Seeking hearts and minds with the ‘Viceroy of Helmandshire’

The Times

As thousands of US troops start arriving in southern Afghanistan this summer to try to dislodge the Taleban from their strongholds, a host of British civil servants are on hand to fill the political vaccuum.

Amid the rose bushes and machinegun towers of the British military base in Lashkar Gah, Helmand’s provincial capital, are the British mandarins who talk of their work as a giant experiment in governance and security.

Leading them is Hugh Powell, a Foreign Office official whose father served as Margaret Thatcher’s foreign policy adviser and whose uncle was Tony Blair’s chief of staff. Mr Powell has been tipped as a future aide to David Cameron, the Conservative Party leader and a fellow Old Etonian.

“What we’re doing here is cutting-edge experimental,” Mr Powell toldThe Times. “I don’t think it’s been done on this scale anywhere else before.” The aim is to provide “good enough governance structures” protected by “good enough security apparatus”, he said.

At Mr Powell’s disposal are about 135 military and civilian personnel and 28 locals, living among a small army of mercenaries, interpreters, soldiers and contractors. The team is the largest of 26 provincial reconstruction teams (PRTs) across Afghanistan.

First set up by the Americans after the 2001 invasion, PRTs were designed to gather intelligence outside Kabul and handle development projects to win hearts and minds. Water towers and wells were typical examples. The idea was that building things for people would make them like you more than they feared your enemies.

But there has been no shortage of critics of PRTs in general and the Helmand PRT in particular. Sceptics have dubbed Mr Powell “the Viceroy of Helmandshire” because of his fiefdom’s cosy British conviviality and dislocation from the dilapidated provincial capital in which it sits.

Staff can relax on rugs and cushions on newly laid decking as they watch a Friday night film under the stars. Fragrant flowerbeds hem a wooden pavilion nicknamed “the bus stop”. There is even a beach hut.

On the other side of the perimeter’s blast blocks and concertina wire, men till the fields for a few dollars a day and live in fear of the Taleban, local warlords and criminal gangs.

An internal assessment by the Department for International Development, which sponsors Helmand PRT’s current experiment, found that a previous attempt to foster good governance ended in 2007 with “little evidence of tangible benefit” despite costing taxpayers millions of pounds.

Image-grounded pointing items
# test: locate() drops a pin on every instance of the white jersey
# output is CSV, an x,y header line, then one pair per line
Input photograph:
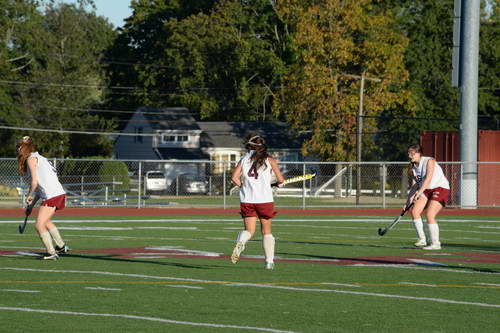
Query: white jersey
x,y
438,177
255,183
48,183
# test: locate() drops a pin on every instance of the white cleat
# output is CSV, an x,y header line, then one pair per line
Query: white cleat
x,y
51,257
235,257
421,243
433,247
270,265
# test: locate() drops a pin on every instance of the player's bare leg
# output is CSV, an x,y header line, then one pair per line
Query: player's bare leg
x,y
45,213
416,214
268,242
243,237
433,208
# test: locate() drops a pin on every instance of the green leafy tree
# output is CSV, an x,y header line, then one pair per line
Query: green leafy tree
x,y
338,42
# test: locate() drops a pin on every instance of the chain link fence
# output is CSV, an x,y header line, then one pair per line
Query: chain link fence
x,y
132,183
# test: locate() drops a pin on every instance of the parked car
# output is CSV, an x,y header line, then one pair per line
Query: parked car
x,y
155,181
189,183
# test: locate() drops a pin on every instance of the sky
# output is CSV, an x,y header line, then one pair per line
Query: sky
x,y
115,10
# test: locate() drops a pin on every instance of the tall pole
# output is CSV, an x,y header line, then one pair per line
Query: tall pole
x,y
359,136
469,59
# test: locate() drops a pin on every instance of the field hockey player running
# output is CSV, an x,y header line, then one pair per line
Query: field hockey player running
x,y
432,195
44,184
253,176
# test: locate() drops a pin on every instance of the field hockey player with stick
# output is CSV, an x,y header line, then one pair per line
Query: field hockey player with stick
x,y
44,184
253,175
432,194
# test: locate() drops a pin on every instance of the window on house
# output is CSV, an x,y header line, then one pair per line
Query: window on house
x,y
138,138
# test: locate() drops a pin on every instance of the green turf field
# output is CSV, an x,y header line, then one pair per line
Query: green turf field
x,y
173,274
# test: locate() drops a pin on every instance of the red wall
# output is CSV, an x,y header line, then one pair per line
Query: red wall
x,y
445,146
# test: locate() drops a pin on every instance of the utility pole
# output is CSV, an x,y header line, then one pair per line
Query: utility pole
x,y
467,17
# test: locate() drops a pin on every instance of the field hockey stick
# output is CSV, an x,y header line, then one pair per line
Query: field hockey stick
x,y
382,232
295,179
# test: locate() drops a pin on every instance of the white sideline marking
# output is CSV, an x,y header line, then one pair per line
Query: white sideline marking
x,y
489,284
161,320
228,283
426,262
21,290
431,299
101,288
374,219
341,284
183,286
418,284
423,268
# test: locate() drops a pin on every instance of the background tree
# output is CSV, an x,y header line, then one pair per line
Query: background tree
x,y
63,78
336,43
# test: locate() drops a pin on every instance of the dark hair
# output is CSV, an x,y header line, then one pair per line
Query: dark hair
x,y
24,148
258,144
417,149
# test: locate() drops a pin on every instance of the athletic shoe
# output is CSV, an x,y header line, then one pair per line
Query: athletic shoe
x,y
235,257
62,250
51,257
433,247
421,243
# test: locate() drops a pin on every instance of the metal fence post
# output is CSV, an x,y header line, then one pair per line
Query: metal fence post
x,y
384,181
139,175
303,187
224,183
==
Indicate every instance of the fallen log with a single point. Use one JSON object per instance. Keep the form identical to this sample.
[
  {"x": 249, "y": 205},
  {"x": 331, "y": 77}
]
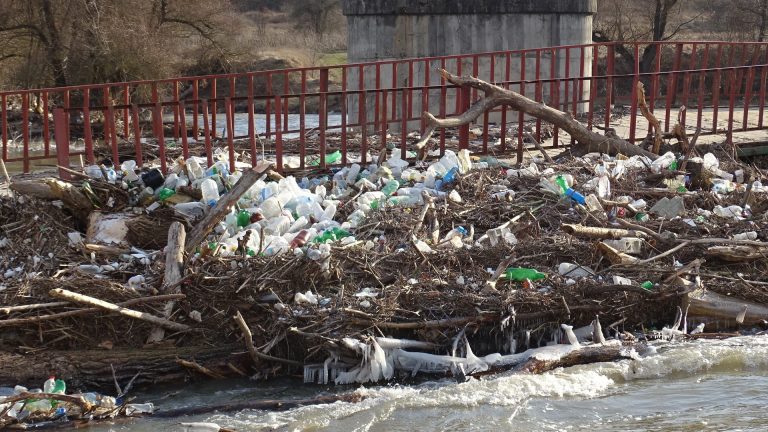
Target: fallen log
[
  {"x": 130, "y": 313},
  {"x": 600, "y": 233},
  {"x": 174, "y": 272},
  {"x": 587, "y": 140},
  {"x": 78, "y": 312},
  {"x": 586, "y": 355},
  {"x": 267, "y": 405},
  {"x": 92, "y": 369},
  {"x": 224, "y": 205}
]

> What is expected
Continue the news article about the British provincial reconstruction team in Helmand, writing the next few paragraphs after its last sentence.

> Response area
The department said that “significant progress and developments” had been made since then.

Aid agencies claim that PRTs are blurring the distinction between the military and civilians in a country whose population is already suspicious of foreign soldiers.

Mr Powell said that without armed vehicles and bodyguards, “we would be targets” for the insurgents. As it is, his staff venture forth dozens of times each week to visit towns and villages along the Helmand River.

“People almost have to cut us some slack,” Mr Powell said inside one of the white-washed bungalows that dot the base. “It’s experimental, it’s new, there aren’t SOPs (standard operating procedures) for this. It will be, you know, a bit bumpy, but given all that, I’m pretty confident that we can make it work.”

The Helmand PRT now concentrates on what he called the “intangibles”, such as governance and the rule of law. Fundamentally, Mr Powell said, there had been a shift away from “the classic fix-a-mosque’s-roof type thing” to bigger infrastructure projects, which will persuade Afghans that central government will outlast the Taleban.

The central plank is harnessing the country’s rich history of village politics. Under the new “Afghan social outreach programme”, the Government is trying to devolve power to village level. A pilot scheme is running in Helmand.

With guidance from the PRT’s governance unit, local elders are being encouraged to become community council members, taking portfolios for justice or development or security. The idea is to build community responsibility and with it the confidence and security to resist Taleban intimidation. Elders from one nearby district even claim to have forced the insurgents to retreat.